Instruções do exercício — Por favor, cite da reportagem sobre o assassinato de Paulo Paulino Guajajara o trecho que vai de "Alfredo Falcão, procurador" até "o povo Guajajara.", sem alterar nada.

Trecho selecionado —

- - - -

A exibição do vídeo da Mongabay sobre o assassinato do líder indígena Paulo Paulino Guajajara, de 26 anos, na Suprema Corte do Chile este mês, intensificou o clamor internacional para o caso, que ainda não foi a julgamento depois de quase cinco anos.
Alfredo Falcão, procurador federal à frente do caso, espera que a exposição do caso em âmbito internacional como parte da Conferência do Dia Mundial da Liberdade de Imprensa da UNESCO em Santiago pressione o judiciário brasileiro a agendar o julgamento há muito aguardado.
O caso de Paulo será o primeiro assassinato de um líder indígena a ser julgado por um júri federal; ele foi elevado a esse nível porque foi considerado uma agressão contra toda a comunidade Guajajara e à cultura indígena.
O procurador federal vai usar trechos do vídeo da Mongabay e a reportagem de texto no julgamento, cuja data ainda é uma incógnita enquanto se aguarda um laudo antropológico sobre os impactos do assassinato de Paulo para o povo Guajajara.
Esta reportagem recebeu suporte do Rainforest Investigations Network do Pulitzer Center, do qual Karla Mendes é bolsista.
SANTIAGO, Chile — A exibição de um vídeo da Mongabay sobre o assassinato do líder indígena Paulo Paulino Guajajara, de 26 anos, na Suprema Corte do Chile este mês, intensificou o clamor internacional para o caso, que ainda não foi a julgamento depois de quase cinco anos. O Ministério Público Federal (MPF) espera que a exibição pressione para a obtenção de um veredicto histórico contra a impunidade dos assassinatos de povos indígenas no Brasil.
O vídeo foi exibido no Chile como um dos casos de destaque do seminário “Crise ambiental: O papel do sistema judicial para garantir a segurança da voz crítica” na Suprema Corte, em 2 de maio, como parte da Conferência do Dia Mundial da Liberdade de Imprensa da UNESCO, em Santiago.

- - - -

Anotações de caixas para fotos —
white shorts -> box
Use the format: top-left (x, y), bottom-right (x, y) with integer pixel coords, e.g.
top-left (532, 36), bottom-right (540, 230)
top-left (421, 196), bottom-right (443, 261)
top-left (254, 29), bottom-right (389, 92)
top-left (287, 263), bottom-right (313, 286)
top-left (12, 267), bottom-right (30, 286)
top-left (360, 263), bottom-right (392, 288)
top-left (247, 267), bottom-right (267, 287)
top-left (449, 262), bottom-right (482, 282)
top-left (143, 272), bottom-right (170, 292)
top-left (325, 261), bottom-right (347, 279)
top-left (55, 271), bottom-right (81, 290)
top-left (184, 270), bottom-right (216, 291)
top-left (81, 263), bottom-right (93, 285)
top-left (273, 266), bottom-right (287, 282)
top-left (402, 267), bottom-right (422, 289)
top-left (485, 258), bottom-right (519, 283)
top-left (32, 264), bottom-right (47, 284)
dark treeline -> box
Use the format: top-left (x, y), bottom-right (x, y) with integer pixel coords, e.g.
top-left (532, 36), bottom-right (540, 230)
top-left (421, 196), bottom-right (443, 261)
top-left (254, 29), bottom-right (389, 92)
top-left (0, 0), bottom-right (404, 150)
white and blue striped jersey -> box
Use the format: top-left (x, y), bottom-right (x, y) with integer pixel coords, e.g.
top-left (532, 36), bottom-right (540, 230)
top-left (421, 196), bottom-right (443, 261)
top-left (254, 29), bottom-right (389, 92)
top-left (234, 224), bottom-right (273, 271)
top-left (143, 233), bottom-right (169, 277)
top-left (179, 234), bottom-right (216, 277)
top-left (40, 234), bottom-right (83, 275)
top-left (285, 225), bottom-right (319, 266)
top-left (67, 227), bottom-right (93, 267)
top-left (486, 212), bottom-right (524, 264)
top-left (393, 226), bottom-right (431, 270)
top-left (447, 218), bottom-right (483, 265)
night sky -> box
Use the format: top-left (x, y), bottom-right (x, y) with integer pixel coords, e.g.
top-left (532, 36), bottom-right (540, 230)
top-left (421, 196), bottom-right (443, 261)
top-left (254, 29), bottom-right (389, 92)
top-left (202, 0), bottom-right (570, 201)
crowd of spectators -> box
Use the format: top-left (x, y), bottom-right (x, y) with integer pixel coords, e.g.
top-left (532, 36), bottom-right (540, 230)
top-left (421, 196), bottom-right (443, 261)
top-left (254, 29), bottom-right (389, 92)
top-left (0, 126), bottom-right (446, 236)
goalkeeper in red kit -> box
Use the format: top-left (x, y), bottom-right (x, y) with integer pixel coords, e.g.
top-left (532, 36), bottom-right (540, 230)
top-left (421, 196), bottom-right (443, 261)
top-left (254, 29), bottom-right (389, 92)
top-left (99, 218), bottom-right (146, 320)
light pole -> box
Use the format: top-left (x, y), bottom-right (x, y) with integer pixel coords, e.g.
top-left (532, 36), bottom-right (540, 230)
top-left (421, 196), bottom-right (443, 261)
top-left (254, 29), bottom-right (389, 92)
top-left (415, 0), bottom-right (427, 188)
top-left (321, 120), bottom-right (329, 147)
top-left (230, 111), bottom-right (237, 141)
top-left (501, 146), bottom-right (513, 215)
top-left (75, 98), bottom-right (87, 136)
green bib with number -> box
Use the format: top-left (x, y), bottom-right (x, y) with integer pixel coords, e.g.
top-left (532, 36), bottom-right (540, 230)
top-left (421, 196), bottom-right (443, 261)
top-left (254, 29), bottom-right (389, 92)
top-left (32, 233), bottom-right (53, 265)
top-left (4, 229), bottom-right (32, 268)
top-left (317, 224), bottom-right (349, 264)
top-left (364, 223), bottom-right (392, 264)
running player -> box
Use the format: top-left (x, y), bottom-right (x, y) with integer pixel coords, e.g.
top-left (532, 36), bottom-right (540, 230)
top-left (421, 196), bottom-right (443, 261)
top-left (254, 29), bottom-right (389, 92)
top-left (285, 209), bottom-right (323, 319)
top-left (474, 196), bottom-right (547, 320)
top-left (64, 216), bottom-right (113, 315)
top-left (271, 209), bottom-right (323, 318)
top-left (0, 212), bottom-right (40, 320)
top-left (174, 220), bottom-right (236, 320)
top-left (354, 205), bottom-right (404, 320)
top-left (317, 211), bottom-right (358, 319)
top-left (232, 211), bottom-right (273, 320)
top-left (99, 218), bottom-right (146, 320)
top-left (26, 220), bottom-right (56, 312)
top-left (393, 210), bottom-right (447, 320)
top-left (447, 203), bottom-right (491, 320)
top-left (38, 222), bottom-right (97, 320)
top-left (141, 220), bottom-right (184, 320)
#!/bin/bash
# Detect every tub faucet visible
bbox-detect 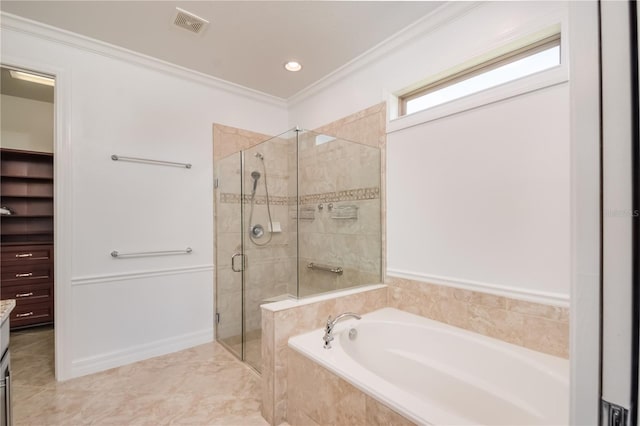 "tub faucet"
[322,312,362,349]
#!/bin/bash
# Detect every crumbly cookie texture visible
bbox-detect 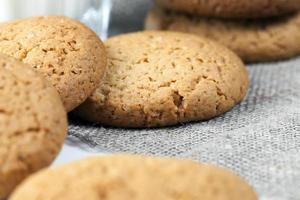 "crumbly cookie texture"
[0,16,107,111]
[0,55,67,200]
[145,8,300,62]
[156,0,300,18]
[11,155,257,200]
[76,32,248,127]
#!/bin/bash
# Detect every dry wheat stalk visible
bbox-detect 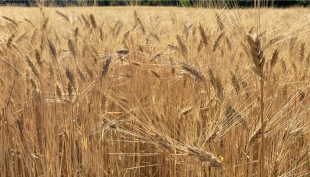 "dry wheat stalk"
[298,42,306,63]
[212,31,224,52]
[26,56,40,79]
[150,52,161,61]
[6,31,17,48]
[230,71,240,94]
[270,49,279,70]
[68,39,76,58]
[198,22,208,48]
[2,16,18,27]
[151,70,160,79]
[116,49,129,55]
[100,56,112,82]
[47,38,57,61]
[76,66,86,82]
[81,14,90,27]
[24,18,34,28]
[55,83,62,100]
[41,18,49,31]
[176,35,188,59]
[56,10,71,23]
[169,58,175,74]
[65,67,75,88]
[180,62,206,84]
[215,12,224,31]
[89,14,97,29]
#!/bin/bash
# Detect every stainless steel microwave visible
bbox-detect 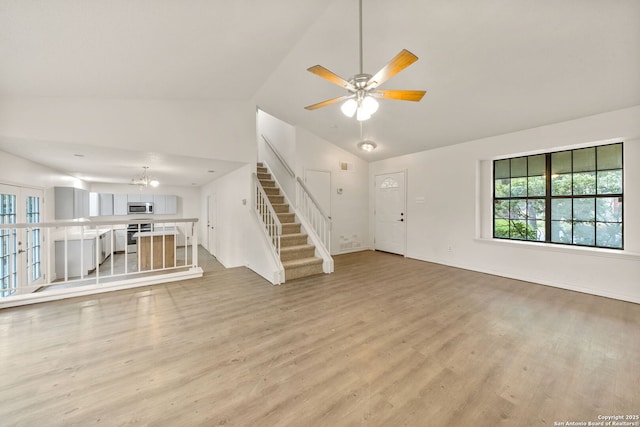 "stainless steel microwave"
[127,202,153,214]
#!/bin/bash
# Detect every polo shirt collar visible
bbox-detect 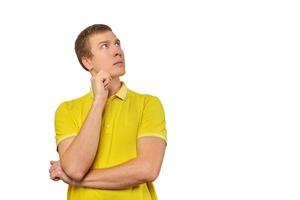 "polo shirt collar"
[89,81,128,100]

- - - -

Resultado esperado —
Alfredo Falcão, procurador federal à frente do caso, espera que a exposição do caso em âmbito internacional como parte da Conferência do Dia Mundial da Liberdade de Imprensa da UNESCO em Santiago pressione o judiciário brasileiro a agendar o julgamento há muito aguardado.
O caso de Paulo será o primeiro assassinato de um líder indígena a ser julgado por um júri federal; ele foi elevado a esse nível porque foi considerado uma agressão contra toda a comunidade Guajajara e à cultura indígena.
O procurador federal vai usar trechos do vídeo da Mongabay e a reportagem de texto no julgamento, cuja data ainda é uma incógnita enquanto se aguarda um laudo antropológico sobre os impactos do assassinato de Paulo para o povo Guajajara.